TREŚĆ ZADANIA: Przepisz fragment tekstu o modlitwie Anioł Pański, zaczynając od „Zwyczaj odmawiania Anioł” i kończąc na „ją szczególnym odpustem).”, a przy tym zamień „pięknym zwyczajem” na „starym zwyczajem”.
____ FRAGMENT DOKUMENTU
Zwyczaj odmawiania Anioł Pański na odgłos dzwonów kościelnych o godz. 6, 12 i 18 jest pięknym zwyczajem, który powstał w czasie walk naszego Narodu z Turkami i Tatarami. Gdy krew lała się potokiem, a pola zalegały ciałami zabitych, odmawiano tę modlitwę za dusze poległych obrońców. (Po bitwie pod Warną w 1444 r. Ojciec Św. Kalikst III zalecił odmawianie tej modlitwy obdarzając ją szczególnym odpustem).
Czasy się zmieniały, Turcy i Tatarzy terytorialnie oddalili się od nas, wojny jednak i walki nie ustały, a przede wszystkim śmierć nie zmniejszyła swego żniwa. Dziadkowie, rodzice powoli przenoszą się z tego świata na inny, ku lepszemu życiu. Wtedy myśl o zmarłych nasuwa się żyjącym niezliczoną ilość razy. Modlitwa Anioł Pański staje się wówczas skutecznym wołaniem do Pana o spokój i szczęście ich dusz oraz podarunkiem - jakby przesyłką modlitewną, którą kochający mogą swoim najdroższym w każdej chwili posłać - mając tę pewność, że dojdzie i mile przez Pana zostanie przyjęta.
Anioł Pański jest to jedna z modlitw, którą Kościół w każdym katolickim kraju przypomina po wsiach i miastach trzy razy na dzień. Taką chwilę apelu za zmarłych w czasie pracy na polu utrwalił Millet na jednym ze swych obrazów. Dzień mocno pochylił się ku wieczorowi. Zbliżające się ku zachodowi słońce rumieńcem okryło drobne chmurki i część seledynowego nieba, wyraźnym cieniem zaznaczając widniejące na horyzoncie budynki wiejskie, kościół z dzwonnicą, domy otoczone drzewami. Na pierwszym planie stoją młody mężczyzna i kobieta. Głos sygnaturki doszedł do ich uszu, więc przerwali pracę - kopanie ziemniaków - i razem zaczęli się modlić. On zatknął motykę w ziemię, ona pozostawiła taczkę z workami ziemniaków, podczas gdy pomiędzy nimi stoi jeszcze nie napełniony kosz. Mężczyzna pochylił głowę, kobieta złożyła ręce do modlitwy i głowę mocno zgięła wyrażając tym duże skupienie. Z ust ich płynie błagalna modlitwa: Anioł Pański - Zdrowaś Maryjo i Wieczny odpoczynek.
________
____ BLOK DANYCH
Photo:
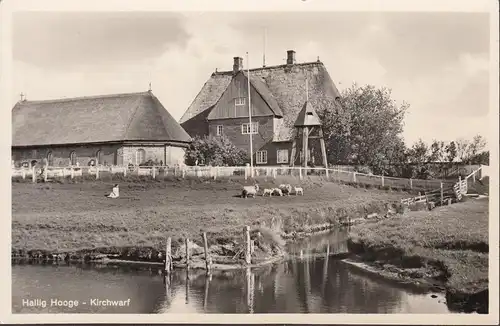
________
ROZWIĄZANIE ZADANIA:
Zwyczaj odmawiania Anioł Pański na odgłos dzwonów kościelnych o godz. 6, 12 i 18 jest starym zwyczajem, który powstał w czasie walk naszego Narodu z Turkami i Tatarami. Gdy krew lała się potokiem, a pola zalegały ciałami zabitych, odmawiano tę modlitwę za dusze poległych obrońców. (Po bitwie pod Warną w 1444 r. Ojciec Św. Kalikst III zalecił odmawianie tej modlitwy obdarzając ją szczególnym odpustem).